-- START OF Rows --

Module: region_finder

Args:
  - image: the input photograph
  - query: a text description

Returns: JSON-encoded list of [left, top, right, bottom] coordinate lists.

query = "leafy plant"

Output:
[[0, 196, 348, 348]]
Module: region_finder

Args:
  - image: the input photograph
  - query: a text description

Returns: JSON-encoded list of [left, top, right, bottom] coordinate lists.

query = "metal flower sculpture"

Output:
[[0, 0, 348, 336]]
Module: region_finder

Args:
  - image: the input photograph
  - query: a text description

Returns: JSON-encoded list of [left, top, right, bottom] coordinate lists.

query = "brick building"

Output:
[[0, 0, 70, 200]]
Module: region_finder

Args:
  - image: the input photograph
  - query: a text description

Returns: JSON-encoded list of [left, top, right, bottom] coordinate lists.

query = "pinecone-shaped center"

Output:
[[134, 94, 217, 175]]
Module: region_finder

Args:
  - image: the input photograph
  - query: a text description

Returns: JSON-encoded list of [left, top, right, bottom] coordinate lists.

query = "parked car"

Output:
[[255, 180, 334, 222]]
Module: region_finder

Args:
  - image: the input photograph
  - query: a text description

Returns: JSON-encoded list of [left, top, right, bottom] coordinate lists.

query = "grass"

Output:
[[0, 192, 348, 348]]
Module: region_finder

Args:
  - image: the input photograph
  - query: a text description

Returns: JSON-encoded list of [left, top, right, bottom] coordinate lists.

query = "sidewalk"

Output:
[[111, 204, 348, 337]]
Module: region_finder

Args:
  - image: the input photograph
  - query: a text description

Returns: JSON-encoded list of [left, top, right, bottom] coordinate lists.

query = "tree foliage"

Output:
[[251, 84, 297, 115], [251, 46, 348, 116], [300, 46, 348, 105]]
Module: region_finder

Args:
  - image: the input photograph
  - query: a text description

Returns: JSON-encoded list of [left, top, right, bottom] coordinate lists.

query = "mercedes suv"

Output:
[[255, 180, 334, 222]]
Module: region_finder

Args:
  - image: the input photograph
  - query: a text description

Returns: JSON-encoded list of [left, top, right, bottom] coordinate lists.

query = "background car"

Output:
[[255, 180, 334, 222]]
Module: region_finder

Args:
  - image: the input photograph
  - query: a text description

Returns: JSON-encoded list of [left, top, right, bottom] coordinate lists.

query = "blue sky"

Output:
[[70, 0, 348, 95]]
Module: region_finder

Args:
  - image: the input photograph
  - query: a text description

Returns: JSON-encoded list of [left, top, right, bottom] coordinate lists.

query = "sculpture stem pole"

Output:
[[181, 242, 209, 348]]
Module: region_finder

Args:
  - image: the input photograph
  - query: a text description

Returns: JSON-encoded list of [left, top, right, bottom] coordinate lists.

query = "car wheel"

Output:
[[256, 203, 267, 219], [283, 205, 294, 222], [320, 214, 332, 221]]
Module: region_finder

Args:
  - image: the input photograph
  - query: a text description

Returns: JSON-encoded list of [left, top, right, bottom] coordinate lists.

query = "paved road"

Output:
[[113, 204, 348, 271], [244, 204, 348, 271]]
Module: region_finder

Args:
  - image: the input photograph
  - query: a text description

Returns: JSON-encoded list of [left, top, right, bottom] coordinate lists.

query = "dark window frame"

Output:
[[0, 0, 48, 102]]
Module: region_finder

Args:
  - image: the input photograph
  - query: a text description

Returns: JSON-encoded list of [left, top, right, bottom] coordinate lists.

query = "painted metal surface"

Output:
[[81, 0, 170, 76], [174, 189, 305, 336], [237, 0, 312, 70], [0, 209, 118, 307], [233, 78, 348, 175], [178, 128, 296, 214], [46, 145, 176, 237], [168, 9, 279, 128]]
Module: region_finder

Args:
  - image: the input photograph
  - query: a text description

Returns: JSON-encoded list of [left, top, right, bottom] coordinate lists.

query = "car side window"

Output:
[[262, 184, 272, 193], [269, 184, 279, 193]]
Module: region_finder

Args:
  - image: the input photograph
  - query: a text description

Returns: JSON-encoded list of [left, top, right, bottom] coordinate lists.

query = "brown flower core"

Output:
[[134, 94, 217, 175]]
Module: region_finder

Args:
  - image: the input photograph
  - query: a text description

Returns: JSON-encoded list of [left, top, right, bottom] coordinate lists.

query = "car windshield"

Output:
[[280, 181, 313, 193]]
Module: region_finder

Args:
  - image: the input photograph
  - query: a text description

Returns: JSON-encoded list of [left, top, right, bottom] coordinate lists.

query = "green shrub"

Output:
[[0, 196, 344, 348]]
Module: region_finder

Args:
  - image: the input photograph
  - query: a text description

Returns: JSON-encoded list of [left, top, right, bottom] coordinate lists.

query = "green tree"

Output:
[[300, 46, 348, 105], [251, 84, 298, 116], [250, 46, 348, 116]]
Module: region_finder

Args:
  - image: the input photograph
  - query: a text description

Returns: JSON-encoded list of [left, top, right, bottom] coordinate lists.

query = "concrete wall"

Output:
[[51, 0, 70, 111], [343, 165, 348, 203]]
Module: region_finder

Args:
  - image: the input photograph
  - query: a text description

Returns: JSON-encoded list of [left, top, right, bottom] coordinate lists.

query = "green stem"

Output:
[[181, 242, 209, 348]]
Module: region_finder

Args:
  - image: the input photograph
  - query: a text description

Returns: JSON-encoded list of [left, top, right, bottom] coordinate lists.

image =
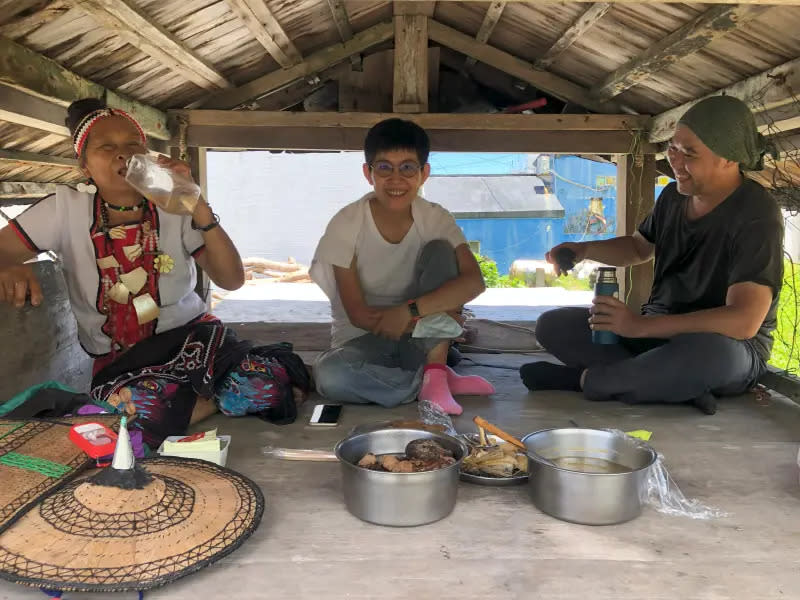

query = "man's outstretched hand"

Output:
[[0, 265, 43, 308]]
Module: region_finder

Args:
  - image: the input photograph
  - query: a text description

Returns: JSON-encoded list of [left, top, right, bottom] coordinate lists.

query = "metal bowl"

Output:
[[334, 429, 468, 527], [461, 433, 528, 487], [522, 428, 657, 525]]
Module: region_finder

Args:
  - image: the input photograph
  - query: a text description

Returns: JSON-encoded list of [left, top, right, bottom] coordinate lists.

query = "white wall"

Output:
[[207, 152, 371, 265]]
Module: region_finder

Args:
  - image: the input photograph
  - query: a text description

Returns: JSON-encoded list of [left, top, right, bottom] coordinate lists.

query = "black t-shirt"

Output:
[[639, 179, 783, 361]]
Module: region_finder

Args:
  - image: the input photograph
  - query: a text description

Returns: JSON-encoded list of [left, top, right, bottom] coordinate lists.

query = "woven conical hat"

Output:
[[0, 457, 264, 591]]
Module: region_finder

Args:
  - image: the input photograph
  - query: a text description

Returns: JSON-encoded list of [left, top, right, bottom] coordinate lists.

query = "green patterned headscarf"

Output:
[[678, 96, 767, 171]]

-- END OF Rows --

- [What you have to do]: Determine how many lines in the items above contain the word "green". Reply with that number alone.

- [Exercise result]: 4